• **TRAVAIL DEMANDÉ**:
(A) Répondez aux questions suivantes sur le texte consacré à l'exploitation du jade :
(i) Selon Global Witness, sur quoi reposait l'exploitation du jade avant le coup d'État ?
(ii) Dans quelles régions la Tatmadaw et ses adversaires s'affrontent-ils parfois ?
(iii) Qui a affirmé que Hpakant est « un endroit où l'on fait de l'argent » ?
(B) Citez le passage du texte sur l'exploitation du jade qui commence par « La Tatmadaw et » et se poursuit jusqu'à « dans le rapport. ».
(C) Veuillez prolonger le texte sur l'exploitation du jade en Birmanie, à partir de sa dernière phrase.

• **TEXTE À LIRE**:
Une trêve pour exploiter le jade
L’exploitation frénétique du jade reposait, avant le coup d’État, sur une collaboration surprenante entre les militaires birmans et les groupes ethniques rebelles présents dans la zone, comme l’Armée d’indépendance Kachin (KIA), l’Armée unie de l’État Wa (UWSA) ou encore l’Armée de l’Arakan (AA), révèle Global Witness.
La Tatmadaw et ses adversaires, qui s’affrontent parfois dans les régions périphériques, travaillaient ensemble dans une paix relative. « Hpakant n’est pas un endroit où l’on se bat – c’est un endroit où l’on fait de l’argent », résumait un politique birman, cité dans le rapport.

• **DOCUMENTS FOURNIS**:
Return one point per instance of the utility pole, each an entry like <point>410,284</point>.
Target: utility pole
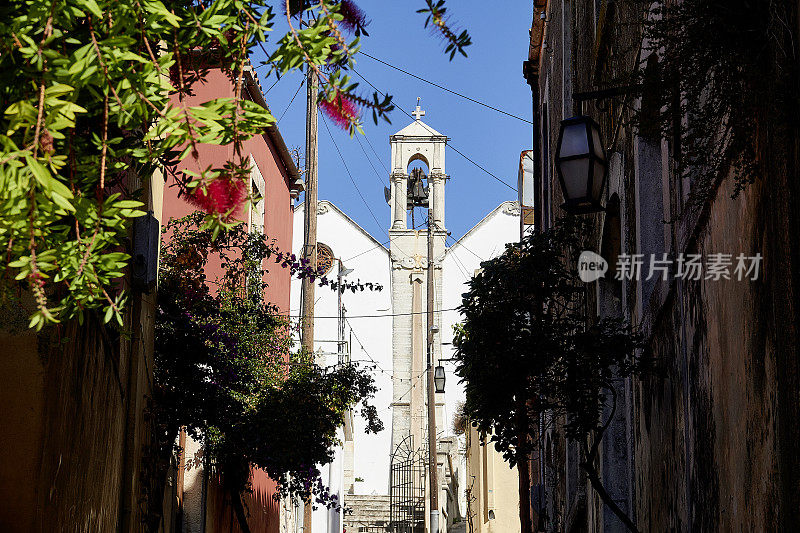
<point>432,458</point>
<point>310,237</point>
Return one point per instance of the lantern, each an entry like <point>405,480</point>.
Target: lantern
<point>438,378</point>
<point>581,165</point>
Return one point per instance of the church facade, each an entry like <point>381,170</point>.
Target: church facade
<point>388,330</point>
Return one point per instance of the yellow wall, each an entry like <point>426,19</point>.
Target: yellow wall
<point>493,486</point>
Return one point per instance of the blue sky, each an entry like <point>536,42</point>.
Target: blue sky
<point>491,73</point>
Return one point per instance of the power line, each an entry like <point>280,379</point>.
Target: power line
<point>376,154</point>
<point>456,243</point>
<point>324,121</point>
<point>369,161</point>
<point>446,89</point>
<point>381,316</point>
<point>361,344</point>
<point>449,145</point>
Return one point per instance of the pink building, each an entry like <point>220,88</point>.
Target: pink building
<point>278,181</point>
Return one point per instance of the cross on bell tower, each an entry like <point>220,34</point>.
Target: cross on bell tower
<point>417,142</point>
<point>418,112</point>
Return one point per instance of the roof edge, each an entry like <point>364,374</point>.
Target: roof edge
<point>346,216</point>
<point>507,203</point>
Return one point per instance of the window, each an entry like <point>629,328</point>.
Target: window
<point>258,188</point>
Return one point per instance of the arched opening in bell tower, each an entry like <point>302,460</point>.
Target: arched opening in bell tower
<point>418,171</point>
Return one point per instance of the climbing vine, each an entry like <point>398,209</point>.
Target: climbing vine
<point>226,373</point>
<point>93,103</point>
<point>526,349</point>
<point>724,84</point>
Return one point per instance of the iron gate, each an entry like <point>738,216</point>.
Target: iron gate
<point>407,490</point>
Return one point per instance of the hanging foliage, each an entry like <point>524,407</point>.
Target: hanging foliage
<point>526,348</point>
<point>93,95</point>
<point>724,84</point>
<point>225,371</point>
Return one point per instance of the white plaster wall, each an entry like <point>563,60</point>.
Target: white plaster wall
<point>371,336</point>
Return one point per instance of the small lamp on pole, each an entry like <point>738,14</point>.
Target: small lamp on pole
<point>581,165</point>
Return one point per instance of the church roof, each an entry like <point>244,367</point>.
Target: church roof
<point>509,207</point>
<point>324,204</point>
<point>418,129</point>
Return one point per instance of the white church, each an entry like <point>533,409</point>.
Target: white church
<point>386,330</point>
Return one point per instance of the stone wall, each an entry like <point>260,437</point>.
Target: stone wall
<point>711,434</point>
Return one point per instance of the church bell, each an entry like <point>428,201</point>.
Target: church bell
<point>417,191</point>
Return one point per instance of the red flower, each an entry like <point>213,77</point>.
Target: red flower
<point>222,195</point>
<point>342,110</point>
<point>354,19</point>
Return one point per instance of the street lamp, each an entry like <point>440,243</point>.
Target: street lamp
<point>438,378</point>
<point>581,165</point>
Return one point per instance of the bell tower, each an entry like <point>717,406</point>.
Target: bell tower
<point>409,262</point>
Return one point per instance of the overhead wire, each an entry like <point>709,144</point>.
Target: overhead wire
<point>292,100</point>
<point>366,138</point>
<point>380,179</point>
<point>380,316</point>
<point>445,88</point>
<point>324,121</point>
<point>361,344</point>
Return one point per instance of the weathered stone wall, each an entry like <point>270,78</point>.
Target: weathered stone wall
<point>73,428</point>
<point>713,432</point>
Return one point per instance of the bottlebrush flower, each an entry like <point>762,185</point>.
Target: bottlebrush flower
<point>222,195</point>
<point>342,110</point>
<point>354,19</point>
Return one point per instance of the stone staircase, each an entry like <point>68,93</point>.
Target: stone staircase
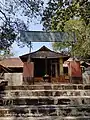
<point>45,102</point>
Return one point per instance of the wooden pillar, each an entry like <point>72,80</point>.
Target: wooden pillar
<point>56,70</point>
<point>61,66</point>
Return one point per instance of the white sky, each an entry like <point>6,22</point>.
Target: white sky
<point>35,45</point>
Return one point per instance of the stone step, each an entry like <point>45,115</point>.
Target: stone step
<point>40,111</point>
<point>30,93</point>
<point>50,87</point>
<point>82,100</point>
<point>47,118</point>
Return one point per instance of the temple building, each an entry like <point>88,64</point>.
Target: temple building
<point>44,62</point>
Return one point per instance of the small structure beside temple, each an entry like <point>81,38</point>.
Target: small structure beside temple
<point>44,64</point>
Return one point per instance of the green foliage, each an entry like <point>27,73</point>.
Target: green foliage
<point>80,45</point>
<point>59,11</point>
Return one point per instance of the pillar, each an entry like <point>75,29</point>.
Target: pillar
<point>61,66</point>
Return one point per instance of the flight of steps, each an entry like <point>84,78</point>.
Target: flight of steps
<point>45,102</point>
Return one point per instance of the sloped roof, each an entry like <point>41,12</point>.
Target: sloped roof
<point>42,53</point>
<point>12,62</point>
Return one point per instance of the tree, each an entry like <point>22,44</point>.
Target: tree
<point>58,12</point>
<point>79,46</point>
<point>69,16</point>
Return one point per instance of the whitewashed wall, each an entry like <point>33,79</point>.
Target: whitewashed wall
<point>14,79</point>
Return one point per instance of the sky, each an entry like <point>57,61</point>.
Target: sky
<point>35,45</point>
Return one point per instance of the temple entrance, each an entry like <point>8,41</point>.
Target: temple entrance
<point>43,66</point>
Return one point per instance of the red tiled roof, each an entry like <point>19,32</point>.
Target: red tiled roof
<point>12,62</point>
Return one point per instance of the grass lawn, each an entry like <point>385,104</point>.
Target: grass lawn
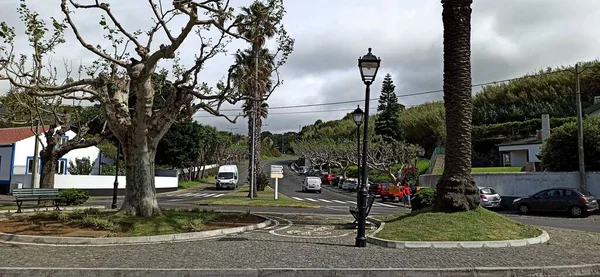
<point>188,184</point>
<point>264,199</point>
<point>506,169</point>
<point>480,224</point>
<point>94,223</point>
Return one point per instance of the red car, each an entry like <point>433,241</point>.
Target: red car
<point>378,188</point>
<point>327,178</point>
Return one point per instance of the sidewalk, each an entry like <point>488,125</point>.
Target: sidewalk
<point>308,242</point>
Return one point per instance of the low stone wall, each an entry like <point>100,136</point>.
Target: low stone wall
<point>519,184</point>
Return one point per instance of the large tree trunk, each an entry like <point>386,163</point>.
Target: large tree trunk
<point>49,163</point>
<point>140,196</point>
<point>456,189</point>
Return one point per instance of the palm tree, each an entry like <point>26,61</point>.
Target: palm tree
<point>257,24</point>
<point>456,189</point>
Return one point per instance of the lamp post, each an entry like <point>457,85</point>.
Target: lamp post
<point>368,65</point>
<point>358,116</point>
<point>116,184</point>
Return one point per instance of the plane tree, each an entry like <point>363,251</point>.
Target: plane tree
<point>120,79</point>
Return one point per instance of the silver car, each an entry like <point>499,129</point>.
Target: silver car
<point>489,198</point>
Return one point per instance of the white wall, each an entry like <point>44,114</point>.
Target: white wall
<point>525,183</point>
<point>5,159</point>
<point>91,181</point>
<point>520,158</point>
<point>25,148</point>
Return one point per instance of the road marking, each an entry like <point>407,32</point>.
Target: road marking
<point>385,205</point>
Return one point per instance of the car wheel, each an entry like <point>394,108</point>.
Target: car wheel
<point>576,211</point>
<point>524,209</point>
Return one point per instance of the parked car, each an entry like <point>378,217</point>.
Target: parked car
<point>227,177</point>
<point>327,178</point>
<point>489,198</point>
<point>336,180</point>
<point>351,184</point>
<point>311,184</point>
<point>575,201</point>
<point>341,183</point>
<point>377,188</point>
<point>303,170</point>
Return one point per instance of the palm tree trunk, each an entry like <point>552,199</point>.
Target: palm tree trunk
<point>456,189</point>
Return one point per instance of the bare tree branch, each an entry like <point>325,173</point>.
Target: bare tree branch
<point>65,10</point>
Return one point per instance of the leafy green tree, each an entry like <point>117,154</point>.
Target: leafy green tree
<point>182,144</point>
<point>559,152</point>
<point>425,125</point>
<point>388,124</point>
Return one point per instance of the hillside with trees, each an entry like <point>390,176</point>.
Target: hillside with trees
<point>503,112</point>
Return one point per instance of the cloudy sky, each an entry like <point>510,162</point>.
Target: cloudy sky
<point>509,38</point>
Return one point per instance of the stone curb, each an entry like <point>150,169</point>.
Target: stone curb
<point>51,209</point>
<point>12,238</point>
<point>576,270</point>
<point>544,237</point>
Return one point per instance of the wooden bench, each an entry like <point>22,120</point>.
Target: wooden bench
<point>354,210</point>
<point>37,195</point>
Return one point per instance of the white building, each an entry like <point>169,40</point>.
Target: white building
<point>17,151</point>
<point>521,152</point>
<point>16,166</point>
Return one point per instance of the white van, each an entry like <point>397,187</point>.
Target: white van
<point>311,184</point>
<point>227,177</point>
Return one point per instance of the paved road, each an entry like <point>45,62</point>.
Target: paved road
<point>331,201</point>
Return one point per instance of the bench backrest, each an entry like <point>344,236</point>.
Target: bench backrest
<point>34,192</point>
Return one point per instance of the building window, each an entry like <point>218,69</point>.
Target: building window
<point>61,167</point>
<point>506,158</point>
<point>30,165</point>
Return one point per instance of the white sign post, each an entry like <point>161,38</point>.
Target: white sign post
<point>276,172</point>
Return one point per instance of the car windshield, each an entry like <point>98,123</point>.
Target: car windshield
<point>488,191</point>
<point>225,175</point>
<point>585,193</point>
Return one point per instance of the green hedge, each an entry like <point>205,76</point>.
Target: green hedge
<point>517,129</point>
<point>74,197</point>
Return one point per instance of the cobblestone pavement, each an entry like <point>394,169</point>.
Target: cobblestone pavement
<point>309,242</point>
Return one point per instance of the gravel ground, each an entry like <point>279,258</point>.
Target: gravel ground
<point>264,249</point>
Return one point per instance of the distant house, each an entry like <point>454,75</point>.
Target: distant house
<point>17,151</point>
<point>521,152</point>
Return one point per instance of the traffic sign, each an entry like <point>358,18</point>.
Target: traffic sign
<point>277,175</point>
<point>276,169</point>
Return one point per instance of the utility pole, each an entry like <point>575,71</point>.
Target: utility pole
<point>36,152</point>
<point>582,179</point>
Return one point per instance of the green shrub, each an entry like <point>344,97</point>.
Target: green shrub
<point>423,199</point>
<point>559,152</point>
<point>100,223</point>
<point>74,197</point>
<point>262,181</point>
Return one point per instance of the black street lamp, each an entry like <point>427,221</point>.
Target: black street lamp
<point>358,117</point>
<point>116,184</point>
<point>368,65</point>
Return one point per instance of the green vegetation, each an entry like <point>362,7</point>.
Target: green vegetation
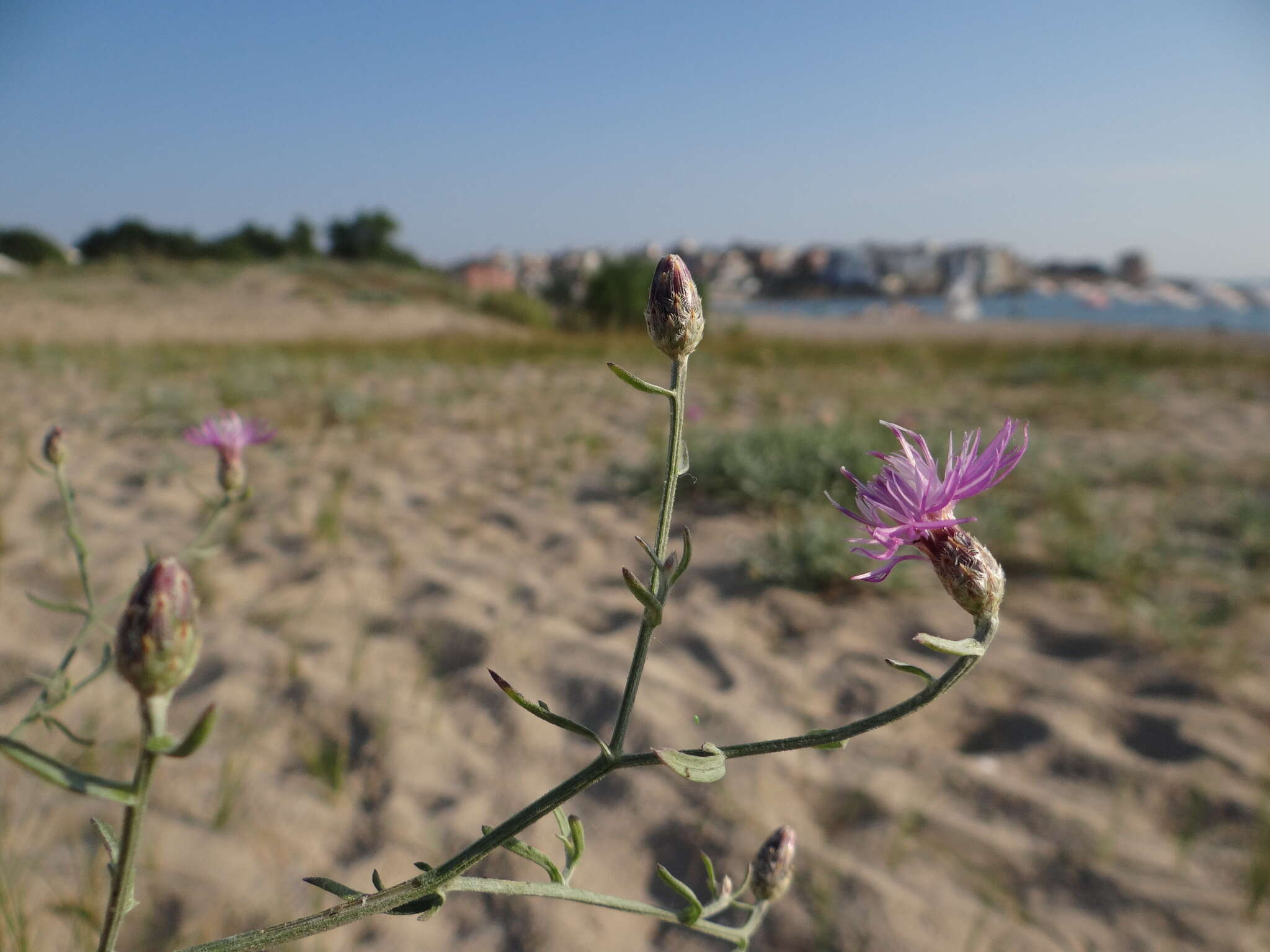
<point>30,247</point>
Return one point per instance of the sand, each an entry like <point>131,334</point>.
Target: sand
<point>1076,792</point>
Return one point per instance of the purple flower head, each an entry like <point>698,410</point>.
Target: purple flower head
<point>229,433</point>
<point>908,501</point>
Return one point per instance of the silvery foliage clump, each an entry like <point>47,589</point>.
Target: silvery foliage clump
<point>156,643</point>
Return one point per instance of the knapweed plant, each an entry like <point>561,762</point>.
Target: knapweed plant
<point>155,645</point>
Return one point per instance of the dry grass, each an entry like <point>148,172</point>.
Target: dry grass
<point>441,503</point>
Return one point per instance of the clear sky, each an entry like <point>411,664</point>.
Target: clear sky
<point>1061,128</point>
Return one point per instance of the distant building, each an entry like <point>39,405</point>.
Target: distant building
<point>915,270</point>
<point>733,275</point>
<point>534,273</point>
<point>850,271</point>
<point>487,276</point>
<point>1134,268</point>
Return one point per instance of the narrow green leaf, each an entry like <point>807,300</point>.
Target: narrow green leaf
<point>526,852</point>
<point>107,833</point>
<point>964,648</point>
<point>335,889</point>
<point>426,908</point>
<point>710,878</point>
<point>564,835</point>
<point>641,385</point>
<point>68,777</point>
<point>647,598</point>
<point>197,735</point>
<point>69,609</point>
<point>695,767</point>
<point>541,712</point>
<point>693,910</point>
<point>577,838</point>
<point>827,746</point>
<point>687,558</point>
<point>648,550</point>
<point>910,669</point>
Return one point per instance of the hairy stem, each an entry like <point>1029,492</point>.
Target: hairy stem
<point>670,482</point>
<point>572,894</point>
<point>440,879</point>
<point>130,843</point>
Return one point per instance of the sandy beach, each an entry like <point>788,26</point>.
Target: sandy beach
<point>1098,782</point>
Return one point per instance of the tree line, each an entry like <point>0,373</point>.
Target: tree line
<point>366,236</point>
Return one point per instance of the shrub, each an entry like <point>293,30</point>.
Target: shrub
<point>367,238</point>
<point>134,238</point>
<point>774,465</point>
<point>30,247</point>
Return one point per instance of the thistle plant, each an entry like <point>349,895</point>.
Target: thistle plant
<point>156,640</point>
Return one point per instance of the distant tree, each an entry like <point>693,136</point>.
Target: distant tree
<point>300,239</point>
<point>134,238</point>
<point>618,294</point>
<point>251,243</point>
<point>30,247</point>
<point>367,238</point>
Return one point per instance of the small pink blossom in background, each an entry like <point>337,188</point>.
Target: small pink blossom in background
<point>229,433</point>
<point>908,500</point>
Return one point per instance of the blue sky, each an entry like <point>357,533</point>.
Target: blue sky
<point>1068,130</point>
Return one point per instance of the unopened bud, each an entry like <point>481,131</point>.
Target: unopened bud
<point>774,866</point>
<point>230,471</point>
<point>967,569</point>
<point>673,314</point>
<point>54,448</point>
<point>158,639</point>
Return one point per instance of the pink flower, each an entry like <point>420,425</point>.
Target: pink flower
<point>229,433</point>
<point>908,501</point>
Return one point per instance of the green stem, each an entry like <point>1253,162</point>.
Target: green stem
<point>438,880</point>
<point>73,534</point>
<point>670,482</point>
<point>572,894</point>
<point>197,542</point>
<point>130,844</point>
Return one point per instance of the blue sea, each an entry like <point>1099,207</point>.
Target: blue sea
<point>1033,306</point>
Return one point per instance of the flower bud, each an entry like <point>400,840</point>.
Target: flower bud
<point>230,471</point>
<point>673,314</point>
<point>54,448</point>
<point>158,640</point>
<point>774,866</point>
<point>967,570</point>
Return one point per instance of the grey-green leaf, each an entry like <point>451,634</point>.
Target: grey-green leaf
<point>964,648</point>
<point>693,910</point>
<point>695,767</point>
<point>68,777</point>
<point>827,746</point>
<point>197,735</point>
<point>107,833</point>
<point>647,598</point>
<point>335,889</point>
<point>641,385</point>
<point>526,852</point>
<point>687,558</point>
<point>910,669</point>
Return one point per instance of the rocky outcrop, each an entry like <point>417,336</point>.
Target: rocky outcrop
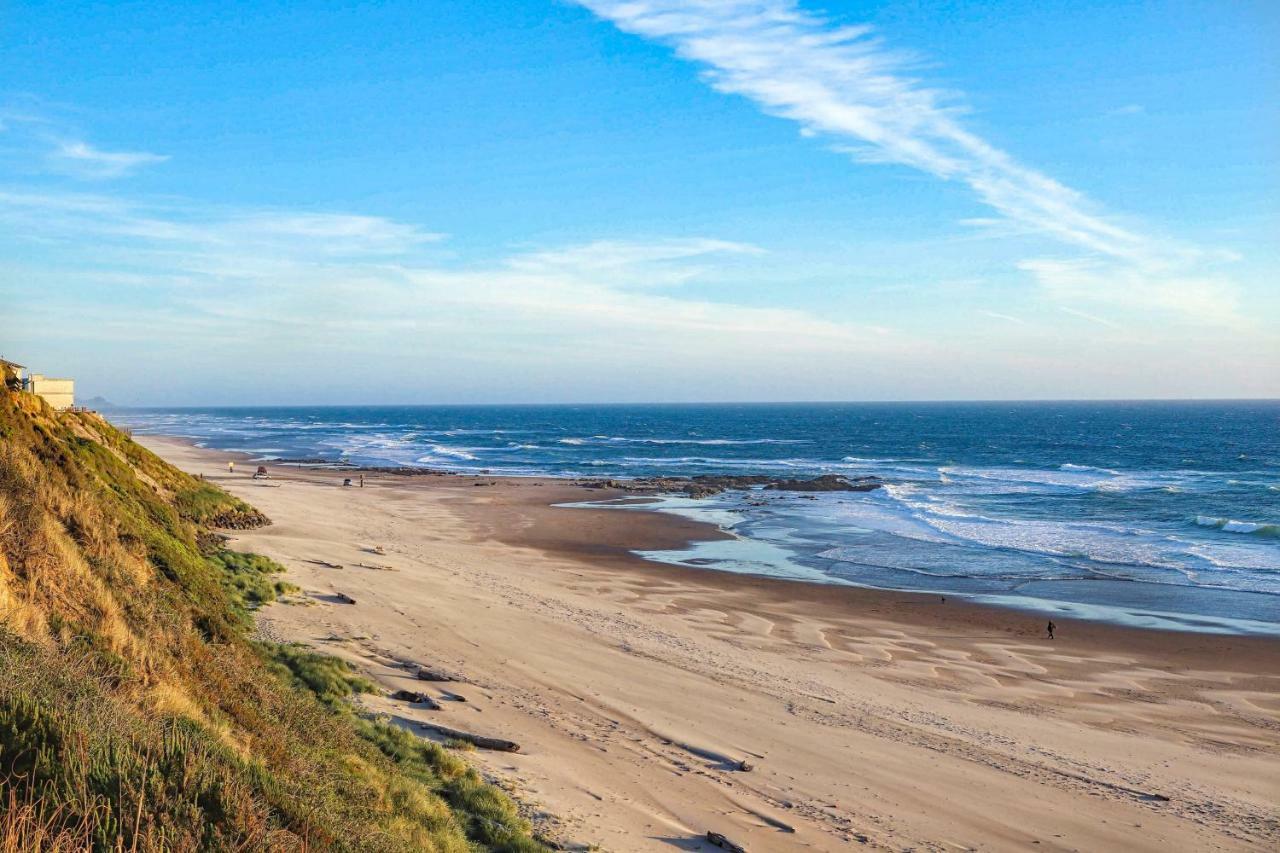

• **CORRIGÉ**:
(A)
(i) Sur une collaboration surprenante entre les militaires birmans et les groupes ethniques rebelles présents dans la zone.
(ii) Dans les régions périphériques.
(iii) Un politique birman, cité dans le rapport.

(B)
La Tatmadaw et ses adversaires, qui s’affrontent parfois dans les régions périphériques, travaillaient ensemble dans une paix relative. « Hpakant n’est pas un endroit où l’on se bat – c’est un endroit où l’on fait de l’argent », résumait un politique birman, cité dans le rapport.

(C)
Des entreprises minières appartenant à l’armée et aux groupes rebelles partageaient ainsi pelleteuses et main-d’œuvre, afin de creuser le plus vite possible sur une parcelle donnée, avant l’expiration des permis. Les profits étaient partagés et ensuite réinjectés dans les conflits, faisant de la pierre verdâtre l’un des poumons des guerres ethniques interminables qui déchirent la Birmanie depuis son indépendance, en 1948.
Le 21 juin 2021, l’Union européenne a pris des sanctions contre Myanmar Gems Enterprise (MGE), firme publique birmane et l’un des principaux acteurs du jade, désormais sous le contrôle des militaires.
La situation a changé depuis le putsch du 1er février. Les militaires, à la tête du gouvernement, ont désormais la main sur les permis de forer, et de violents combats ont repris à Hpakant. Les rebelles Kachin ont attaqué de multiples positions de l’armée birmane, près des mines et aux alentours.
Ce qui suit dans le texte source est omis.